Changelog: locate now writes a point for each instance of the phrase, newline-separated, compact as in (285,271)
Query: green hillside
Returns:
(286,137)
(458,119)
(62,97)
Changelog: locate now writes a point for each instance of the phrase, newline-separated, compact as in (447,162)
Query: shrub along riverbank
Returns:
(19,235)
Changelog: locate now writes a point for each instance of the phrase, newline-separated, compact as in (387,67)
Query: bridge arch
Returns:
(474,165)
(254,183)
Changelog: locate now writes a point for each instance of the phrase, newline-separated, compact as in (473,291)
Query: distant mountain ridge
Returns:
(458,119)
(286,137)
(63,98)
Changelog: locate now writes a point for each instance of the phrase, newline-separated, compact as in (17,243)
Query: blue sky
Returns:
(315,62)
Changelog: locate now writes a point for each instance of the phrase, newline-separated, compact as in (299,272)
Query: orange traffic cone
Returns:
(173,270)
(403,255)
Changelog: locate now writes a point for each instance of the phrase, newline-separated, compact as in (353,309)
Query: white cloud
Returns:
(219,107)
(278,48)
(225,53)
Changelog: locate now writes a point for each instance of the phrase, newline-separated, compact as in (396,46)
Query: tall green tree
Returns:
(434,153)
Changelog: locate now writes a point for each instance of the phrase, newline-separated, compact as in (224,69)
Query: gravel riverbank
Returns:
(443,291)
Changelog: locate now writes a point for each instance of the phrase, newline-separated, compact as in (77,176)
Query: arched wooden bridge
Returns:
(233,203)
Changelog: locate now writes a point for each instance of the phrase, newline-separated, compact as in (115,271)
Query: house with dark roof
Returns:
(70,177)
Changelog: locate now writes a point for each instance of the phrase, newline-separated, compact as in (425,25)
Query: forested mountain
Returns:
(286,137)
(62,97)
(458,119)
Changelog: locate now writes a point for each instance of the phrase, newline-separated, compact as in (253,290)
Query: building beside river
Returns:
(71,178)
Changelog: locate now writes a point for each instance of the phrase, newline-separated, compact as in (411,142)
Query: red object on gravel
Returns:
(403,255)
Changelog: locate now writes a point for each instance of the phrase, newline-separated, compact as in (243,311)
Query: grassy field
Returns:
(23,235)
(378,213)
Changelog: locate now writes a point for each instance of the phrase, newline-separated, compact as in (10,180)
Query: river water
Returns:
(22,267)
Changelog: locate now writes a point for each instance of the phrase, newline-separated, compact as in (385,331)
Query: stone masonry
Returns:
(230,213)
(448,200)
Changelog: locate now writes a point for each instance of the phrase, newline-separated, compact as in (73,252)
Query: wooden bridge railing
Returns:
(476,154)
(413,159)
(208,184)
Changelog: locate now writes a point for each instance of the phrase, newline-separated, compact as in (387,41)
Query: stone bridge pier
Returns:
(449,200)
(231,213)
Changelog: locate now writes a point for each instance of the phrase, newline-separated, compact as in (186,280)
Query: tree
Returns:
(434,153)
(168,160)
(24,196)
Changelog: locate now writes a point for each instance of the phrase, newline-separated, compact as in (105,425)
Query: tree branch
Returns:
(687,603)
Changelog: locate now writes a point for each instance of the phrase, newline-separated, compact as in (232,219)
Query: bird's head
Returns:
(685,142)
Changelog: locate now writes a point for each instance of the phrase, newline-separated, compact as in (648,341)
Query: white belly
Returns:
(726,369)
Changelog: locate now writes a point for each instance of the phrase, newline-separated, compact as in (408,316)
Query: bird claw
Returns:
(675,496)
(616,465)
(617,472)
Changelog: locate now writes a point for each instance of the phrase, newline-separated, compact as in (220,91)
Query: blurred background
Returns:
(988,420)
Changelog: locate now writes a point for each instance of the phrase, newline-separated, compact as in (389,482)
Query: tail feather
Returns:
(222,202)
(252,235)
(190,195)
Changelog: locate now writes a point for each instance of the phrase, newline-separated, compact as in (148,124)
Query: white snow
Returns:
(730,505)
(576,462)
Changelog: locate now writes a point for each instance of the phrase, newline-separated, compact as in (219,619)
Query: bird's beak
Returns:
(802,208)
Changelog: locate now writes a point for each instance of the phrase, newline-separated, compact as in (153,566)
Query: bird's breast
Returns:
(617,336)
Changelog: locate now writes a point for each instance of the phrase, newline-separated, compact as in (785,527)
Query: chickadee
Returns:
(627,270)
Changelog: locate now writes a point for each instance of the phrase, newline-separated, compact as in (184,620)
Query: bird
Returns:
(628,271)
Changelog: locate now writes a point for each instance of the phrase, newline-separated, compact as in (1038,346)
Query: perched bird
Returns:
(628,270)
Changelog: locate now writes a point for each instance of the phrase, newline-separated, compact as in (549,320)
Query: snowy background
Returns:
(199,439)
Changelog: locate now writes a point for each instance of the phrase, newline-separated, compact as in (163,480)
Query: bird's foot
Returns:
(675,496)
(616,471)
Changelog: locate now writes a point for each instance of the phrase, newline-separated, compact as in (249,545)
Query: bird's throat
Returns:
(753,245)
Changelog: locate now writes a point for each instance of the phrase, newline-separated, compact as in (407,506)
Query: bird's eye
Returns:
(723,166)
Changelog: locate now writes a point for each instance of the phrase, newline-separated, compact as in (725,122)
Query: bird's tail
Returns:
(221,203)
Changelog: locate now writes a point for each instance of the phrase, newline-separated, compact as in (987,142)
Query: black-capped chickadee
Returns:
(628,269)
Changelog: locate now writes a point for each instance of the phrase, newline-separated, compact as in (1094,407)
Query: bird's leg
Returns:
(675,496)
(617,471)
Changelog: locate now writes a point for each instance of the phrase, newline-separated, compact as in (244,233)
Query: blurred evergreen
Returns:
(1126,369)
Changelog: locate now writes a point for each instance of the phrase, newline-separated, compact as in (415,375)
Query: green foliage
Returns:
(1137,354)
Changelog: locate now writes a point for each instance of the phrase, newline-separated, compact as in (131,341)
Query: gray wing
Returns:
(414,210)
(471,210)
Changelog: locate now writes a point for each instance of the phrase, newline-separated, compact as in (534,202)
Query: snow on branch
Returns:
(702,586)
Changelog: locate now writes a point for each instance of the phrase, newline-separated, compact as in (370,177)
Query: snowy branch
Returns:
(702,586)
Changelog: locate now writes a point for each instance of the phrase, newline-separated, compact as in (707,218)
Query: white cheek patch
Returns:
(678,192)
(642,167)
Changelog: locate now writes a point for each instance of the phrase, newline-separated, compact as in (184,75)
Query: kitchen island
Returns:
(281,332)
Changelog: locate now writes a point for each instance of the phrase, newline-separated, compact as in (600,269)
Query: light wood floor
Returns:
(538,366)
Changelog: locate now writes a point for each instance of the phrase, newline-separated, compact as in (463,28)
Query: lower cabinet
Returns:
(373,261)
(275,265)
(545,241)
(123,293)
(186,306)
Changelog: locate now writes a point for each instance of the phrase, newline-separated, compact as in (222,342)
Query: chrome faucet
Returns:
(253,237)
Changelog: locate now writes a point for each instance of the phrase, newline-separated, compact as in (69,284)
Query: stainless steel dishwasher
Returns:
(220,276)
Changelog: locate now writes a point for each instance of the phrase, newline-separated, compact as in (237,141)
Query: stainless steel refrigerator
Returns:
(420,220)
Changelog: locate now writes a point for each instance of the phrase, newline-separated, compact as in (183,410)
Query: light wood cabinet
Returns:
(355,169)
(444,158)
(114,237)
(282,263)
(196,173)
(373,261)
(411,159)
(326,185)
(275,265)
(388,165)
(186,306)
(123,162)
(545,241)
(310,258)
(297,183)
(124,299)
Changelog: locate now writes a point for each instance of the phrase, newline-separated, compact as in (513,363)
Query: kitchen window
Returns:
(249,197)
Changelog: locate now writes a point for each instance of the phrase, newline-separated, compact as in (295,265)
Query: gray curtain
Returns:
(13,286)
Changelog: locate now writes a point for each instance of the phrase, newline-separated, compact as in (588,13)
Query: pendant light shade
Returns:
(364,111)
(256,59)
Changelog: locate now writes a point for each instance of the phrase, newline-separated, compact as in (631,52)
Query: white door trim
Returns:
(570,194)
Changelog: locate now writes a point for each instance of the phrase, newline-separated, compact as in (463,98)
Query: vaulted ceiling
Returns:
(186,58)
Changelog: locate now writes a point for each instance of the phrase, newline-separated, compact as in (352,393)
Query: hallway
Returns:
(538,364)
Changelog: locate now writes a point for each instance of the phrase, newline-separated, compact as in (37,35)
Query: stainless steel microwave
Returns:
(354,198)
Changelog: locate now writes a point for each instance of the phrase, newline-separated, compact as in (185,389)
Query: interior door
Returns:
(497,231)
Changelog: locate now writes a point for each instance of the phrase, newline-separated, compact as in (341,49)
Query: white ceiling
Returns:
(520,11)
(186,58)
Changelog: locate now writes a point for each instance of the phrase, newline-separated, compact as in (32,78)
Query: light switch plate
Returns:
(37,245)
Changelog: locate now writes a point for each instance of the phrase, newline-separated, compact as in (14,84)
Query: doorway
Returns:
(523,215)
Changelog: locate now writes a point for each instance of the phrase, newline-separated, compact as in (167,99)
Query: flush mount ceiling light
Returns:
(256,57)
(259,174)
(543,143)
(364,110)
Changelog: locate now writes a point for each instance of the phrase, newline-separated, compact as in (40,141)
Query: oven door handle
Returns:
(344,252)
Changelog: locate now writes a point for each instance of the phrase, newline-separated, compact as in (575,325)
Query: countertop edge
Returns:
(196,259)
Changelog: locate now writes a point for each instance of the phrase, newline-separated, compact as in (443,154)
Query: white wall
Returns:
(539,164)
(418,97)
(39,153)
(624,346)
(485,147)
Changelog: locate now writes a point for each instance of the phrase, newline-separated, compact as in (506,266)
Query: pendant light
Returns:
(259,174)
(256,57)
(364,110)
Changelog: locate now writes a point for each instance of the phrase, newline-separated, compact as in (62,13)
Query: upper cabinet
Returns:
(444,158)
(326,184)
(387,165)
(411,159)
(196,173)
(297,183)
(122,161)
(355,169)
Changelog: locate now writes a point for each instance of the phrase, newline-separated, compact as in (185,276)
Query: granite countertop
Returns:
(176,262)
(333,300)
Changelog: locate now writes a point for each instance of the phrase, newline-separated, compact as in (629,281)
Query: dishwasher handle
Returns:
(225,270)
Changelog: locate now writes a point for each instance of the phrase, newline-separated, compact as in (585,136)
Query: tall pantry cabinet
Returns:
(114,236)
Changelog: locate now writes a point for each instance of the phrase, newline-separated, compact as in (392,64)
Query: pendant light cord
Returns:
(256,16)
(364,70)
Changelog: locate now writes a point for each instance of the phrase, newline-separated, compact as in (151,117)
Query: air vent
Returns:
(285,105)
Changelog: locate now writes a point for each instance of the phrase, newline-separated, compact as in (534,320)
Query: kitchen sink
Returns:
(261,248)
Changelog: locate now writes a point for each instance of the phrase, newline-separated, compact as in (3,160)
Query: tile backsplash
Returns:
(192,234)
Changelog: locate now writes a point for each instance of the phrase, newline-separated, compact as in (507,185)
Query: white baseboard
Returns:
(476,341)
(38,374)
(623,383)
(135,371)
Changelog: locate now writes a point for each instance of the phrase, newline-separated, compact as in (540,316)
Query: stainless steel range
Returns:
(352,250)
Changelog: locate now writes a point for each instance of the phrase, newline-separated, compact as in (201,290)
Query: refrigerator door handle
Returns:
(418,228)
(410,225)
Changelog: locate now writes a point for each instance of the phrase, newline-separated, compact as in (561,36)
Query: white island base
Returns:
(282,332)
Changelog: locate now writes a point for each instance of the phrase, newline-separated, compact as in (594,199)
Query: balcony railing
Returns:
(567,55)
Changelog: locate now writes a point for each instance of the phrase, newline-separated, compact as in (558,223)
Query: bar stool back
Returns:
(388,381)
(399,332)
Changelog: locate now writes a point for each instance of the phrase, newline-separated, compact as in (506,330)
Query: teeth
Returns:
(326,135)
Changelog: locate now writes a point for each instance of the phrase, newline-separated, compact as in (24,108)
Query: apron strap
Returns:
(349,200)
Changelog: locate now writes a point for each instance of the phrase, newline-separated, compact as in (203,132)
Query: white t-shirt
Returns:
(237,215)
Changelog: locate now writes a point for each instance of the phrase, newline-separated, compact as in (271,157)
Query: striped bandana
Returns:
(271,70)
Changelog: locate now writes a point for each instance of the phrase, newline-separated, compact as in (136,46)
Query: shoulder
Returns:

==*==

EXERCISE PROMPT: How many lines of the entries contain "island"? Answer with a number alone.

RESULT: 2